◆ Directions for this task ◆
Rewrite all of the data below, substituting "Karate match breakdown" for every occurrence of "Basketball play breakdown" and leaving everything else unchanged.

Some records
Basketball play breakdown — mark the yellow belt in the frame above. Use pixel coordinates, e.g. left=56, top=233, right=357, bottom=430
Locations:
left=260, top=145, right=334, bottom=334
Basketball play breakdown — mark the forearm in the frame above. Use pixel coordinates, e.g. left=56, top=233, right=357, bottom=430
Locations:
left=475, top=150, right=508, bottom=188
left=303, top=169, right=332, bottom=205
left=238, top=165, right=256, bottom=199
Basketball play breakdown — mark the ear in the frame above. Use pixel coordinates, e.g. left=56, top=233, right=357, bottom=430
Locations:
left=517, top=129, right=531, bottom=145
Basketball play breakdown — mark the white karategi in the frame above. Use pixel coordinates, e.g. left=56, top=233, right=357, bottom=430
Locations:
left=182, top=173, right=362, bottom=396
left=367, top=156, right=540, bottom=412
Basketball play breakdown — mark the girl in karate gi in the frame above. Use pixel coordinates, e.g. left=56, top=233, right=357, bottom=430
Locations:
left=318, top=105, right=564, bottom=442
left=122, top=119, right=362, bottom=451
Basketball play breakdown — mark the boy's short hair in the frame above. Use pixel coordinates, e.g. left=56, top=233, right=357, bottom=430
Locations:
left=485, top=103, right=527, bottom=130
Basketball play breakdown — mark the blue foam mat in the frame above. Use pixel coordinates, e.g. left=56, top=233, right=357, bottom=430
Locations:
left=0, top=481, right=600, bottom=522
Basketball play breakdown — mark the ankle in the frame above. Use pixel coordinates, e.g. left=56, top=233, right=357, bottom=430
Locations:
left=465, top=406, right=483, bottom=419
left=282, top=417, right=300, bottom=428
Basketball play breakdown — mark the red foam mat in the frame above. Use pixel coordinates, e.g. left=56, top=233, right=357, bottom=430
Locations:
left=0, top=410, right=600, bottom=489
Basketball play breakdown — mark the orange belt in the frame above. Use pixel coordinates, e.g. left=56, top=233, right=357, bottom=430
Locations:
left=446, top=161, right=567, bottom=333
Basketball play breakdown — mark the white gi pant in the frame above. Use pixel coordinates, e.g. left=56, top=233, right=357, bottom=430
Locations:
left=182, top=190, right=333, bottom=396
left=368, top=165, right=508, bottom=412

◆ Answer in full ◆
Karate match breakdown — mark the yellow belt in the frame above. Use pixel coordinates, e.g. left=56, top=233, right=357, bottom=430
Locations:
left=260, top=145, right=334, bottom=334
Karate match breakdown — mark the forearm in the frame above. Use pixel coordinates, e.g. left=56, top=233, right=357, bottom=430
Locations:
left=475, top=150, right=508, bottom=188
left=303, top=169, right=332, bottom=205
left=238, top=165, right=256, bottom=199
Karate match breakdown — mark the ear in the frame above. Use pixel coordinates, e.g. left=56, top=233, right=357, bottom=430
Locations:
left=517, top=129, right=531, bottom=145
Karate match breakdown — mark the white karategi in the frame above. Use pixel coordinates, e.g. left=56, top=233, right=357, bottom=430
Locations:
left=182, top=173, right=362, bottom=396
left=367, top=156, right=540, bottom=412
Karate match breakdown — mark the girl in karate gi in the frame above. Use pixel coordinates, e.g. left=56, top=233, right=357, bottom=430
Locations:
left=318, top=105, right=564, bottom=442
left=122, top=119, right=362, bottom=451
Karate match breakdown — mark the boy's short hair in the frame above. Use pixel coordinates, e.g. left=56, top=233, right=357, bottom=430
Locations:
left=485, top=103, right=527, bottom=130
Karate match breakdown — mark the blue foam mat in the frame above. Use pixel coordinates, e.g. left=56, top=233, right=357, bottom=430
Locations:
left=0, top=481, right=600, bottom=522
Karate match breakdown — mark the ankle in the frame above. Use pixel coordinates, e.g. left=56, top=233, right=357, bottom=430
Locations:
left=465, top=406, right=483, bottom=419
left=282, top=417, right=300, bottom=428
Karate match breakdown — mark the red foam mat in the frame above. Use pixel coordinates, e.g. left=56, top=233, right=357, bottom=430
Locations:
left=0, top=410, right=600, bottom=489
Karate match breakdown — mark the orange belt in the frame above. Use pixel coordinates, e.g. left=56, top=233, right=357, bottom=430
Locations:
left=446, top=161, right=567, bottom=333
Karate match breakdown — mark the white gi pant in the frame above. Use pixel coordinates, e.g. left=56, top=233, right=357, bottom=430
Locations:
left=182, top=190, right=333, bottom=396
left=368, top=165, right=508, bottom=412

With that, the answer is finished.